ORANG BATIN DAN PEMBAGIAN KEKUASAAN WILAYAH


Di luar penduduk bagian Sungai Batanghari, yaitu di Sungai Tembesi beserta anak-anaknya keuluan, bagian Bungo dan Merangin sebagian bersar rakyatnya disebut “Orang Batin”. Ada yang menginterpretasikan dengan bahasa Arab, yaitu kata batin itu berarti ‘dalam’. Jadi, orang batin itu sama denagn orang dalam. Maksudnya adalah orang keturunan keraton juga tetapi berasal dari sebelah ibu, karena itu orang batin tidak memakai gelar ‘raden’.

Memperkuat alasannya, oleh karena orang batin tidak wajib bakti (dienstalichtig) seperti orang bangsa XII dan orang perbatasan. Segala sesuatu meengenai hukum , orang batin langsung kepada raja dengan pertimbangan tidak lagi harus melalui rapat bangsa XII (Rapat XII adalah sidang Dewan Perpatih dalam 5 orang anggota ditambah Pangeran Ratu sebagai ketua dan Dewan Patih Luar dengan 6 orang anggota termasu ketua/seorang pangeran yang tertua).

### Tugas Tertulis:
A. Menurut teks tentang Orang Batin, mengapa orang batin tidak memakai gelar ‘raden’? Jelaskan dalam satu sampai tiga kalimat.
B. Salin bagian teks tentang Orang Batin dari "ORANG BATIN DAN" sampai "memakai gelar ‘raden’." tanpa mengubah satu huruf pun.
Baris-baris di bawah ini tidak diperlukan.

Baris Hasil Ekstraksi

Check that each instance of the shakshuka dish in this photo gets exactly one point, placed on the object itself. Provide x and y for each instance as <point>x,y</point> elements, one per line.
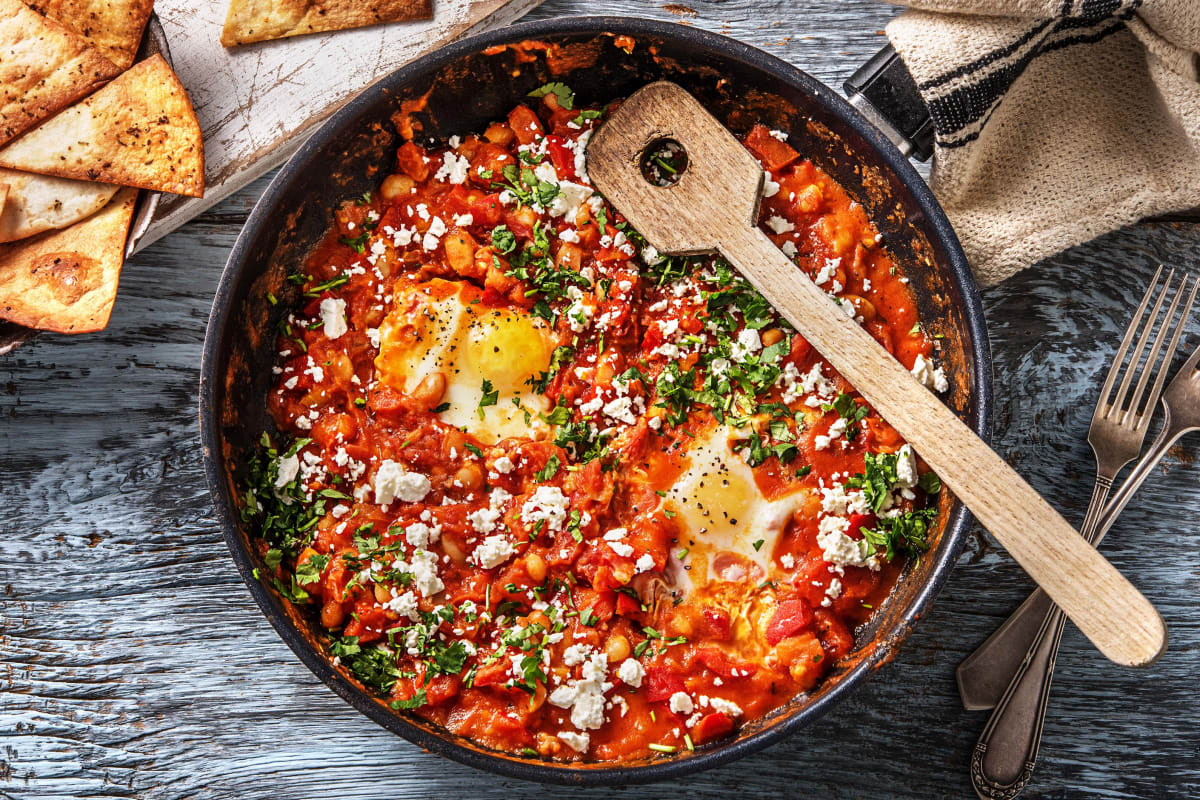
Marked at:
<point>562,494</point>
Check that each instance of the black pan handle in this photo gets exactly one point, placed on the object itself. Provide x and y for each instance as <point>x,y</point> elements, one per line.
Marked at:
<point>883,90</point>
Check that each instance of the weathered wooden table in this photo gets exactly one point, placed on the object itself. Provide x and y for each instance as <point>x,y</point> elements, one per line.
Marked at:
<point>136,665</point>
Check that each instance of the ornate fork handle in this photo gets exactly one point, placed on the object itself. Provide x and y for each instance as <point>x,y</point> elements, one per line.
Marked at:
<point>1007,751</point>
<point>987,672</point>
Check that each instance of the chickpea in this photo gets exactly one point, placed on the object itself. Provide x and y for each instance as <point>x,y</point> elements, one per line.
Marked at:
<point>469,476</point>
<point>383,594</point>
<point>772,336</point>
<point>616,648</point>
<point>535,566</point>
<point>430,391</point>
<point>455,440</point>
<point>569,257</point>
<point>539,697</point>
<point>396,187</point>
<point>342,367</point>
<point>681,624</point>
<point>451,548</point>
<point>460,248</point>
<point>318,396</point>
<point>526,216</point>
<point>809,198</point>
<point>498,133</point>
<point>864,307</point>
<point>331,614</point>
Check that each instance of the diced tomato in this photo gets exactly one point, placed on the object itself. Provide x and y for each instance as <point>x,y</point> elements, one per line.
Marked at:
<point>717,623</point>
<point>771,151</point>
<point>661,683</point>
<point>525,125</point>
<point>412,161</point>
<point>627,606</point>
<point>723,663</point>
<point>487,210</point>
<point>367,623</point>
<point>562,157</point>
<point>835,637</point>
<point>493,673</point>
<point>790,618</point>
<point>711,727</point>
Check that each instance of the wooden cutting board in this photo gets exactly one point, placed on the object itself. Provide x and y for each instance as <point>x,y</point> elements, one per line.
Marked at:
<point>258,102</point>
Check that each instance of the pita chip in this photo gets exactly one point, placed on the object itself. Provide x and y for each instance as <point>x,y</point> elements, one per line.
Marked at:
<point>113,26</point>
<point>39,203</point>
<point>256,20</point>
<point>137,131</point>
<point>65,281</point>
<point>43,68</point>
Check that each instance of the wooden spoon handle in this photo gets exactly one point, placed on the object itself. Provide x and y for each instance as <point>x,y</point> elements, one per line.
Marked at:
<point>1110,612</point>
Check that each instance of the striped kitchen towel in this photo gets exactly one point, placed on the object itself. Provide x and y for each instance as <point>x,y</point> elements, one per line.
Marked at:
<point>1056,120</point>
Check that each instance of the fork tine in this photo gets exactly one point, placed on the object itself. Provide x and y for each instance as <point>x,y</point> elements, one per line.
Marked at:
<point>1147,403</point>
<point>1131,331</point>
<point>1119,402</point>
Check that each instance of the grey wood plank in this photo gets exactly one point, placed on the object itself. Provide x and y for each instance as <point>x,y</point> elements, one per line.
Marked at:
<point>135,665</point>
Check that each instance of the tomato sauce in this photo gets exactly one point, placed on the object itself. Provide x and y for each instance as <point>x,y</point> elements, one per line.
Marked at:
<point>561,494</point>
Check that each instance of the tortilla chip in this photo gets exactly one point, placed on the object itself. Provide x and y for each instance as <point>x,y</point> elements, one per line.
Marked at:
<point>65,281</point>
<point>137,131</point>
<point>39,203</point>
<point>112,26</point>
<point>43,68</point>
<point>256,20</point>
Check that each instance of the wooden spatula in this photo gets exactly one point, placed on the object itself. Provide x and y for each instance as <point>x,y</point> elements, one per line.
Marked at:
<point>713,206</point>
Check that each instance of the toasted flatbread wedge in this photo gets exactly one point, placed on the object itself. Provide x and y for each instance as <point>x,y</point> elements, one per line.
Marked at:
<point>65,281</point>
<point>112,26</point>
<point>256,20</point>
<point>137,131</point>
<point>39,203</point>
<point>43,68</point>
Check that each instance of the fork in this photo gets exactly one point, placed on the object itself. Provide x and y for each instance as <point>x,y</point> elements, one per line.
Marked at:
<point>1005,756</point>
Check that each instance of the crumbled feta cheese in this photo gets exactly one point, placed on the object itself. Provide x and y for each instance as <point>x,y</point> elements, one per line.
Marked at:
<point>289,467</point>
<point>681,703</point>
<point>333,317</point>
<point>493,552</point>
<point>454,168</point>
<point>841,549</point>
<point>425,573</point>
<point>585,696</point>
<point>906,468</point>
<point>729,708</point>
<point>405,605</point>
<point>931,377</point>
<point>394,481</point>
<point>779,224</point>
<point>622,548</point>
<point>549,505</point>
<point>631,672</point>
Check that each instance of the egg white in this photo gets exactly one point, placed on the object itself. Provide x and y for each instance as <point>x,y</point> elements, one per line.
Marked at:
<point>441,326</point>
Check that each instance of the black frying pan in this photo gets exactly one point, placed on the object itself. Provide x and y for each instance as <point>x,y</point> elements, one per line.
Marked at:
<point>457,90</point>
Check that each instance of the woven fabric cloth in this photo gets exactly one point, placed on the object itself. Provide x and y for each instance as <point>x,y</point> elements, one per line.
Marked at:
<point>1056,120</point>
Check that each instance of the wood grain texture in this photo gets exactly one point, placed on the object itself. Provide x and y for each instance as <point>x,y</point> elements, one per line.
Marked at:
<point>713,206</point>
<point>135,665</point>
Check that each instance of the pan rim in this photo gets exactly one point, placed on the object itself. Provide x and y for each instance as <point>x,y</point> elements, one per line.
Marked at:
<point>222,323</point>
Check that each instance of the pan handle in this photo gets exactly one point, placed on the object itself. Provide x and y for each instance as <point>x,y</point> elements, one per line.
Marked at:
<point>883,90</point>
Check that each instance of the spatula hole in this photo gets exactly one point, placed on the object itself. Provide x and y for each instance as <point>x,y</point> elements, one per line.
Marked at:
<point>664,162</point>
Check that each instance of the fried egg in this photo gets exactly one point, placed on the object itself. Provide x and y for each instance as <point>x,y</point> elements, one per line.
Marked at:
<point>724,515</point>
<point>442,326</point>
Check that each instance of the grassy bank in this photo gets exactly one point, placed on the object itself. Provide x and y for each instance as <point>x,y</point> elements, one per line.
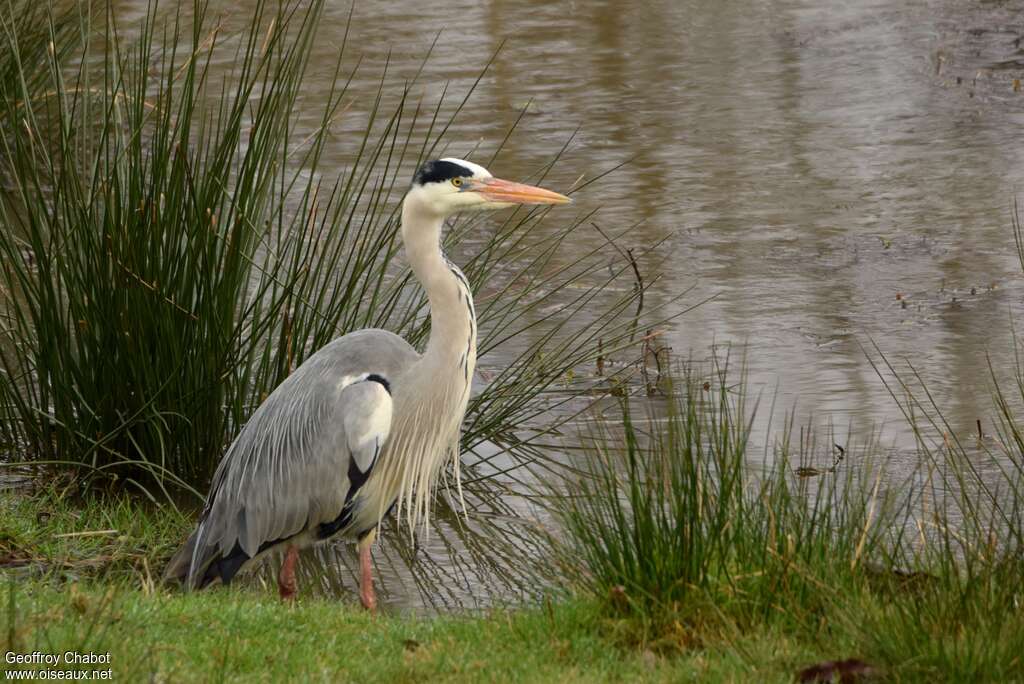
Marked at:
<point>79,578</point>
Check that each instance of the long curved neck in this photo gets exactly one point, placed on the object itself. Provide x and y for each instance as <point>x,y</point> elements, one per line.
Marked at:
<point>434,391</point>
<point>453,317</point>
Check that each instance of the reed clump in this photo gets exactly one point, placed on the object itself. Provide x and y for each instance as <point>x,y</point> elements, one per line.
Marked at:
<point>172,246</point>
<point>689,540</point>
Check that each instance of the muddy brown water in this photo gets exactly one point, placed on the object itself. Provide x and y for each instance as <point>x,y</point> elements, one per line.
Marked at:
<point>832,172</point>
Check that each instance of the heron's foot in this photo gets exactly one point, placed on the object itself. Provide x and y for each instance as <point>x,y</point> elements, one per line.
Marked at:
<point>367,594</point>
<point>287,585</point>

### Jawaban Tugas:
A. Orang batin tidak memakai gelar ‘raden’ karena mereka dianggap keturunan keraton dari sebelah ibu. Penafsiran ini bertolak dari arti kata batin dalam bahasa Arab, yaitu ‘dalam’, sehingga orang batin disamakan dengan orang dalam.

B.
ORANG BATIN DAN PEMBAGIAN KEKUASAAN WILAYAH


Di luar penduduk bagian Sungai Batanghari, yaitu di Sungai Tembesi beserta anak-anaknya keuluan, bagian Bungo dan Merangin sebagian bersar rakyatnya disebut “Orang Batin”. Ada yang menginterpretasikan dengan bahasa Arab, yaitu kata batin itu berarti ‘dalam’. Jadi, orang batin itu sama denagn orang dalam. Maksudnya adalah orang keturunan keraton juga tetapi berasal dari sebelah ibu, karena itu orang batin tidak memakai gelar ‘raden’.